= Your task =
Write out every line of the items below as a JSON array of strings, with one string per line. Omit blank lines and the pictures.

= Supplied material =
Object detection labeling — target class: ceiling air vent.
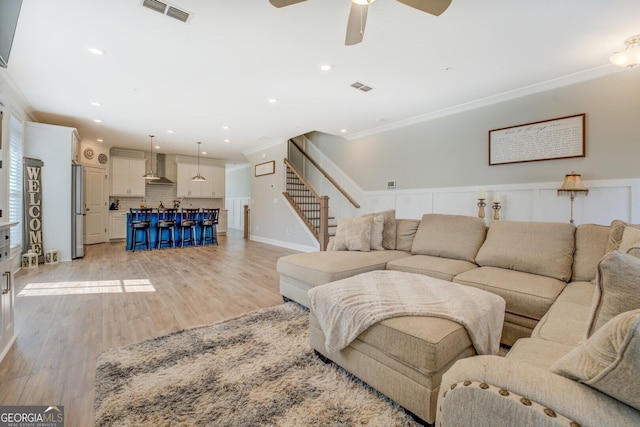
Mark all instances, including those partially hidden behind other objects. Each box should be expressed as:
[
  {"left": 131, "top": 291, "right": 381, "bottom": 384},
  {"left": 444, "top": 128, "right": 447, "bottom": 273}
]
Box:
[
  {"left": 142, "top": 0, "right": 167, "bottom": 14},
  {"left": 167, "top": 6, "right": 190, "bottom": 22},
  {"left": 141, "top": 0, "right": 191, "bottom": 22},
  {"left": 351, "top": 82, "right": 373, "bottom": 92}
]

= Full solution =
[
  "Object detection labeling — target class: ceiling air vent.",
  "Mark all instances, including those partially hidden behind other objects. Each box should be expressed as:",
  "[",
  "  {\"left\": 131, \"top\": 291, \"right\": 381, \"bottom\": 384},",
  "  {\"left\": 444, \"top\": 128, \"right\": 447, \"bottom\": 273}",
  "]",
  "Box:",
  "[",
  "  {\"left\": 142, \"top\": 0, \"right\": 167, \"bottom\": 14},",
  "  {\"left\": 167, \"top\": 6, \"right\": 190, \"bottom\": 22},",
  "  {\"left\": 141, \"top\": 0, \"right\": 191, \"bottom\": 22},",
  "  {\"left\": 351, \"top\": 82, \"right\": 373, \"bottom\": 92}",
  "]"
]